(What to produce): Copy out each line of the listing that has the word "jacket" in it.

(Data provided):
----

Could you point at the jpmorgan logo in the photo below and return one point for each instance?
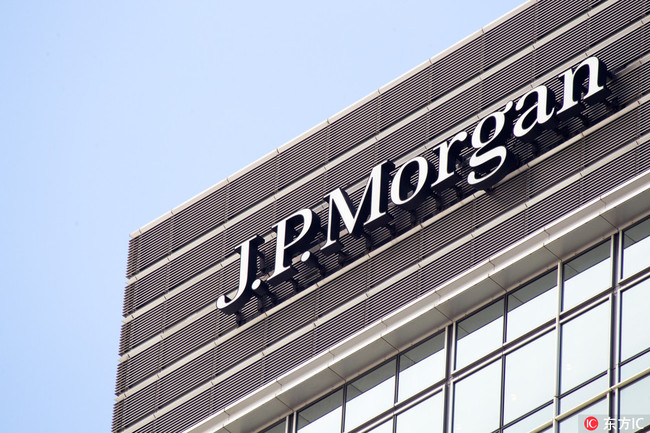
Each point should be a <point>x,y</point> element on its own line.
<point>488,162</point>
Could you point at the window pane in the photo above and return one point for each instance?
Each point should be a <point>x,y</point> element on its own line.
<point>574,423</point>
<point>425,417</point>
<point>479,334</point>
<point>323,416</point>
<point>586,275</point>
<point>635,325</point>
<point>370,395</point>
<point>532,421</point>
<point>478,411</point>
<point>583,394</point>
<point>635,367</point>
<point>585,346</point>
<point>525,390</point>
<point>532,305</point>
<point>421,366</point>
<point>386,427</point>
<point>635,401</point>
<point>636,248</point>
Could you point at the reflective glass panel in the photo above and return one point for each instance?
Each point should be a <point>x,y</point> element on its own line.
<point>585,346</point>
<point>530,374</point>
<point>574,423</point>
<point>636,249</point>
<point>477,402</point>
<point>386,427</point>
<point>421,366</point>
<point>424,417</point>
<point>635,401</point>
<point>324,416</point>
<point>635,366</point>
<point>583,394</point>
<point>586,276</point>
<point>635,321</point>
<point>532,421</point>
<point>479,334</point>
<point>532,305</point>
<point>370,395</point>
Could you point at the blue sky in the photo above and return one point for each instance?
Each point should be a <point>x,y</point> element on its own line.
<point>112,113</point>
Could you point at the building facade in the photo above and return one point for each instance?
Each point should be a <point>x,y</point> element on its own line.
<point>465,250</point>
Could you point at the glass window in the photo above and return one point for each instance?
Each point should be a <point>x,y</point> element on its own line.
<point>386,427</point>
<point>532,421</point>
<point>525,391</point>
<point>635,367</point>
<point>323,416</point>
<point>421,366</point>
<point>370,395</point>
<point>575,423</point>
<point>586,275</point>
<point>474,410</point>
<point>585,347</point>
<point>424,417</point>
<point>532,305</point>
<point>583,393</point>
<point>635,325</point>
<point>479,334</point>
<point>635,402</point>
<point>636,249</point>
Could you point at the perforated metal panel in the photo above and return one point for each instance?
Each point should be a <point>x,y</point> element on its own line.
<point>262,181</point>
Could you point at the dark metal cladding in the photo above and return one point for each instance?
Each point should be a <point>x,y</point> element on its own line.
<point>175,341</point>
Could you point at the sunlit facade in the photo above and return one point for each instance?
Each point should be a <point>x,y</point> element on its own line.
<point>465,250</point>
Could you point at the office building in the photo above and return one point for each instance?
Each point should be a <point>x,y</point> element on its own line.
<point>465,250</point>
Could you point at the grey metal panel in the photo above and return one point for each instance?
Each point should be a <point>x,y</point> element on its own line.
<point>457,67</point>
<point>187,377</point>
<point>252,187</point>
<point>343,288</point>
<point>185,415</point>
<point>147,325</point>
<point>280,361</point>
<point>616,16</point>
<point>196,260</point>
<point>295,314</point>
<point>406,97</point>
<point>154,244</point>
<point>506,196</point>
<point>260,222</point>
<point>200,295</point>
<point>188,339</point>
<point>293,162</point>
<point>493,240</point>
<point>513,76</point>
<point>241,346</point>
<point>353,128</point>
<point>549,172</point>
<point>337,329</point>
<point>146,364</point>
<point>563,47</point>
<point>553,13</point>
<point>445,267</point>
<point>403,140</point>
<point>352,170</point>
<point>305,196</point>
<point>394,259</point>
<point>200,217</point>
<point>150,287</point>
<point>510,36</point>
<point>392,298</point>
<point>454,111</point>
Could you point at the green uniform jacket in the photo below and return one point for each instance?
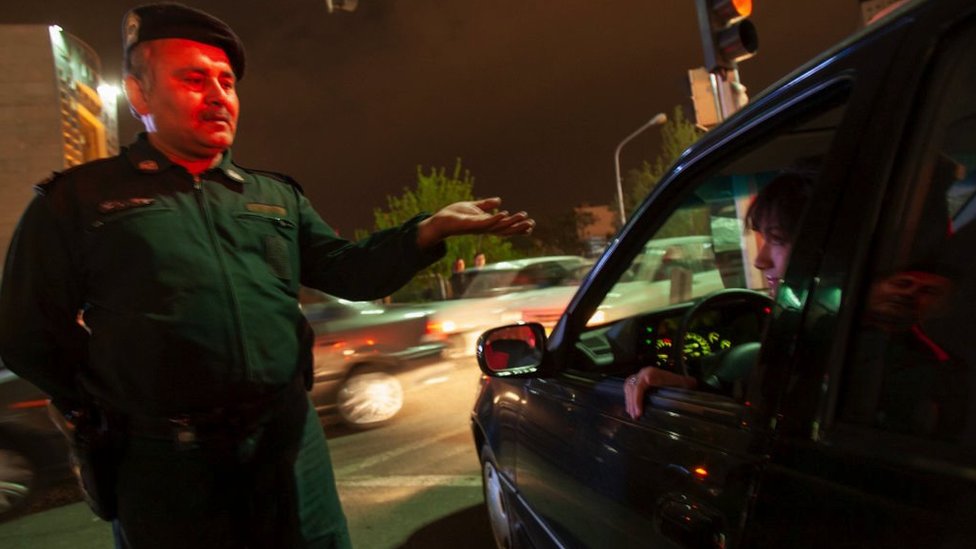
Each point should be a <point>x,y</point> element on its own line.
<point>188,286</point>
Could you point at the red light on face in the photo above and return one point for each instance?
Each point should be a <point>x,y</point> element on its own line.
<point>743,7</point>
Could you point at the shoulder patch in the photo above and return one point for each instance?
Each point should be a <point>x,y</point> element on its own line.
<point>43,187</point>
<point>277,176</point>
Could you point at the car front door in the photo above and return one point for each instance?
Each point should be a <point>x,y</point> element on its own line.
<point>682,474</point>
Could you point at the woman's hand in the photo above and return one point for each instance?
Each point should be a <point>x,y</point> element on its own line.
<point>650,376</point>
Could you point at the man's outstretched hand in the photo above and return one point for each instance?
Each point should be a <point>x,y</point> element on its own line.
<point>473,217</point>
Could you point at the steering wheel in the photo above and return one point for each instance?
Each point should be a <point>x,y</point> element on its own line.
<point>720,298</point>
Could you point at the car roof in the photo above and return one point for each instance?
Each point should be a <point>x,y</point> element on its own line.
<point>526,262</point>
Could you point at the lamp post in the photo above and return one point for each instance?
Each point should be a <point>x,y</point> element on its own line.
<point>657,120</point>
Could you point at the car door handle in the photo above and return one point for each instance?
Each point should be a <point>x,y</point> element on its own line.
<point>688,523</point>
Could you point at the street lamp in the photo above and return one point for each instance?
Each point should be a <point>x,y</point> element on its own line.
<point>659,118</point>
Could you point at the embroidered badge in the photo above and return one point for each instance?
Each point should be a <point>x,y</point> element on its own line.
<point>131,29</point>
<point>235,176</point>
<point>269,209</point>
<point>111,206</point>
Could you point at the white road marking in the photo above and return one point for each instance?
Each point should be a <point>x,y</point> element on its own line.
<point>395,481</point>
<point>387,456</point>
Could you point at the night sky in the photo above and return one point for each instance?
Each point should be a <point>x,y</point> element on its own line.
<point>533,96</point>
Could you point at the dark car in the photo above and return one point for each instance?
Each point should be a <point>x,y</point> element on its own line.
<point>32,450</point>
<point>846,412</point>
<point>364,355</point>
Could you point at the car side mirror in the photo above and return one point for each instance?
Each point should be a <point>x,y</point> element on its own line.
<point>513,350</point>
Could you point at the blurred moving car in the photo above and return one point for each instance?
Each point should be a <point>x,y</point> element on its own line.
<point>365,353</point>
<point>489,293</point>
<point>845,410</point>
<point>667,272</point>
<point>32,450</point>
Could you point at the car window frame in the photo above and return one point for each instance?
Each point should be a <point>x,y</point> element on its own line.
<point>899,193</point>
<point>692,170</point>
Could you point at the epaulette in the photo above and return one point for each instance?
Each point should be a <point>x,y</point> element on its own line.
<point>44,186</point>
<point>279,176</point>
<point>41,189</point>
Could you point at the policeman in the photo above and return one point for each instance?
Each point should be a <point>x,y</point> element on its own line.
<point>158,290</point>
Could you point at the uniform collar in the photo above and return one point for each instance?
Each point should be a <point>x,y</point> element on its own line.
<point>148,159</point>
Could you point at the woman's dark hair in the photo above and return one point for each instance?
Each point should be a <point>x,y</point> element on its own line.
<point>783,200</point>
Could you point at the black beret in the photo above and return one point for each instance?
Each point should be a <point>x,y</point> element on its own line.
<point>172,20</point>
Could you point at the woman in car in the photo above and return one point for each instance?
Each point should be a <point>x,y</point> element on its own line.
<point>775,215</point>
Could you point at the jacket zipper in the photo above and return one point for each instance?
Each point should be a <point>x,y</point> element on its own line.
<point>238,330</point>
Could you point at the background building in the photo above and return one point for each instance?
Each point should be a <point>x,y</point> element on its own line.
<point>55,112</point>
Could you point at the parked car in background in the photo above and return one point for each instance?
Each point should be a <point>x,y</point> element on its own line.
<point>489,291</point>
<point>845,409</point>
<point>33,452</point>
<point>365,354</point>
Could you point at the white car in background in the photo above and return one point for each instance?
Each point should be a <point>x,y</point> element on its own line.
<point>670,270</point>
<point>491,293</point>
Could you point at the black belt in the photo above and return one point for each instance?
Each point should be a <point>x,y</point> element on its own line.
<point>233,422</point>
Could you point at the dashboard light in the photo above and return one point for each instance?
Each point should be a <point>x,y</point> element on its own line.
<point>597,318</point>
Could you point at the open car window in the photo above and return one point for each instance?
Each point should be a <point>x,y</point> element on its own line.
<point>701,248</point>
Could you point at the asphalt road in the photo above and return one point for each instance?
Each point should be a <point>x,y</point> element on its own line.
<point>414,483</point>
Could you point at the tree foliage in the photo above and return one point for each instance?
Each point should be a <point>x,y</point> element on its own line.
<point>434,190</point>
<point>557,233</point>
<point>677,134</point>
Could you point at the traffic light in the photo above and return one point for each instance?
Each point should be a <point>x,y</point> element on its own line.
<point>727,35</point>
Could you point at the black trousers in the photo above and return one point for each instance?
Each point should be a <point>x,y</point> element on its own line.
<point>216,496</point>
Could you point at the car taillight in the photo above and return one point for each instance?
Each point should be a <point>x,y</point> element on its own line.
<point>25,404</point>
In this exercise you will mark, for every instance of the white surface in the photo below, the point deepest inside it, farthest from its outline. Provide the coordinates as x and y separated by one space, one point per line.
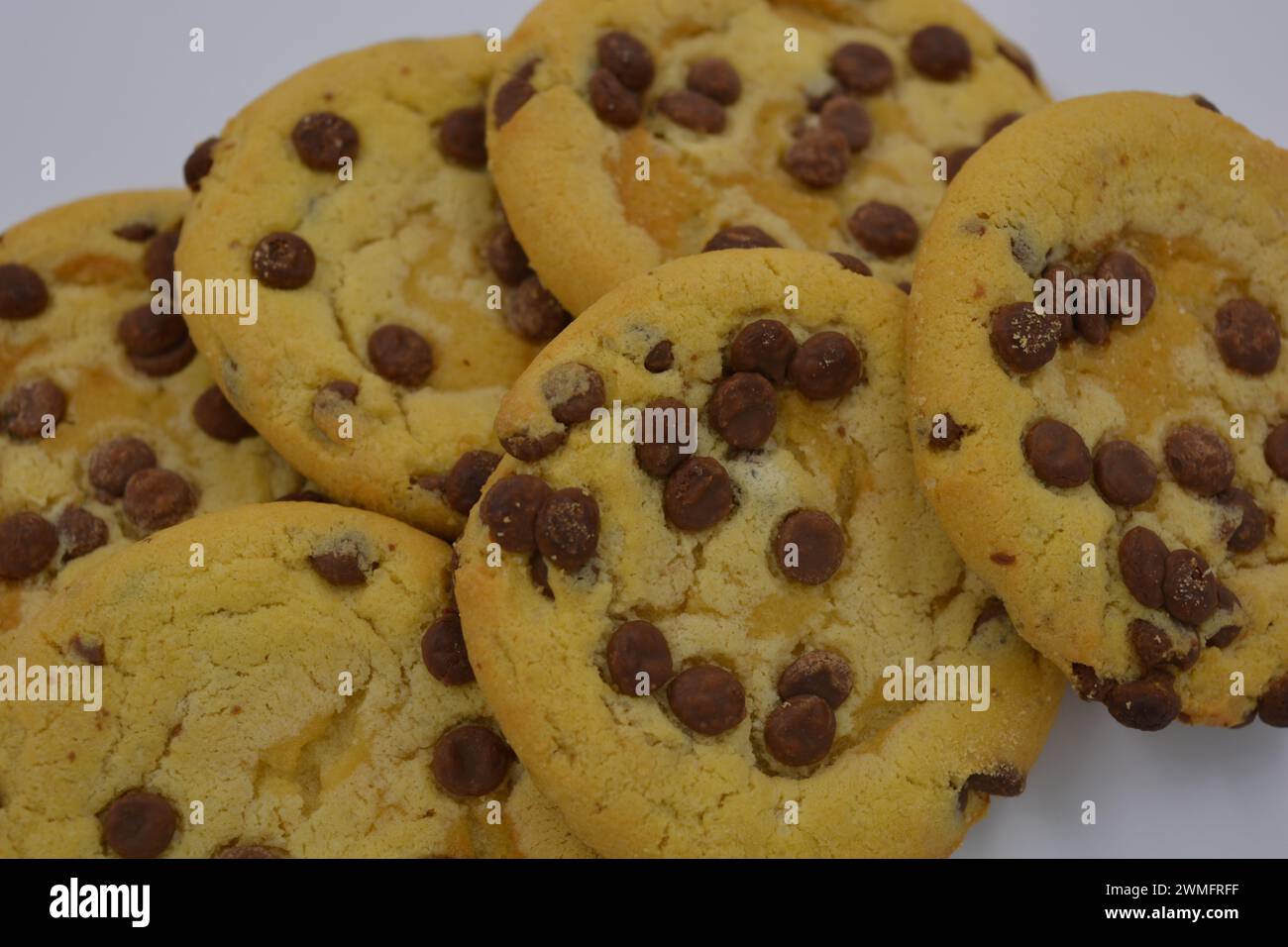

----

(Solution to the exercise):
Could you point at the green uniform jacket in the photo below and return one point for each instance?
Could you point at the jacket zipper in the photo above and return one point for each instance?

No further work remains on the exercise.